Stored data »
——

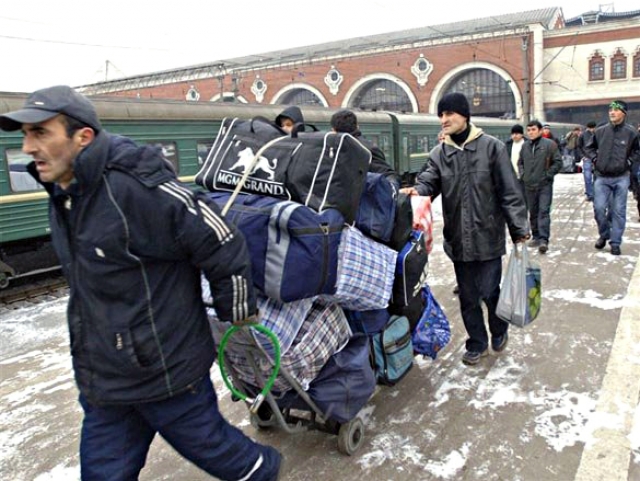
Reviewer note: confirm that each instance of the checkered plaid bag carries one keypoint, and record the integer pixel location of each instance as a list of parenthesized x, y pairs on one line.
[(365, 272), (324, 332)]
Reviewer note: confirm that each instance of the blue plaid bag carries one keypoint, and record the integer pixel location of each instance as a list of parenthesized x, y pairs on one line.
[(365, 272), (432, 332), (324, 332)]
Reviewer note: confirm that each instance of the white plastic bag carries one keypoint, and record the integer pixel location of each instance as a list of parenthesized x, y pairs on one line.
[(520, 295)]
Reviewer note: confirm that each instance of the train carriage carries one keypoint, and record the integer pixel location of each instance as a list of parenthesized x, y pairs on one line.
[(185, 131)]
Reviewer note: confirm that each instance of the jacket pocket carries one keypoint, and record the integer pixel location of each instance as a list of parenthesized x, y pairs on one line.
[(137, 347)]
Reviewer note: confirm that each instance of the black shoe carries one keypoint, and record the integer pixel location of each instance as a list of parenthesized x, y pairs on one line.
[(534, 243), (471, 358), (498, 344)]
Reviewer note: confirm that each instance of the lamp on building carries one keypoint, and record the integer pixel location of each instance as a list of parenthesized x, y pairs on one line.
[(477, 98)]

——

WHAT THE TASK ASKS »
Without including any picture, set down every line above exactly as it stands.

COMPLETED EXERCISE »
Reviewer note: confirm that each instance of the checkered plaid bag carries one keypoint, and record the integer pixel location of each instance as a list of parenthesized x, y pairs on one line.
[(365, 272), (324, 332)]
Reviewer note: confirm that each instance of the blue plaid bag carries one keypoint, and record the integer pixel location of each instance as a list of parenthesized x, y pairs on one line.
[(365, 272), (432, 332), (324, 332)]
Reviewer note: confirm that each instance of the white plastic bag carries one keypoint, and record the integer pixel location of each instance as a list of parenthesized x, y pairs on one line.
[(520, 295)]
Reviewer note: confirm that each instance of the train carriage carries one keypoint, and record the integer pixel location of each instance as a list of parenthesized x, y pairs on one line.
[(185, 131)]
Reviewer note: confirm that each instance of the jacket pocket carries one keypoint, and record the integer pixel location of each instance as a list of parenthesized x, y pairs on one line.
[(137, 347)]
Reviewer note: confirm that each instance of the black shoe carries one keypoint, and record the integer pixel location of each instance as a list of parenthesized x, y pairs on one line.
[(534, 243), (471, 358), (498, 344)]
Reviewer note: confirm that each instance of the lamp on building carries one keypoint, and record the integer pixel location of each instance as a list of parenthesized x, y pairs on one line.
[(477, 98)]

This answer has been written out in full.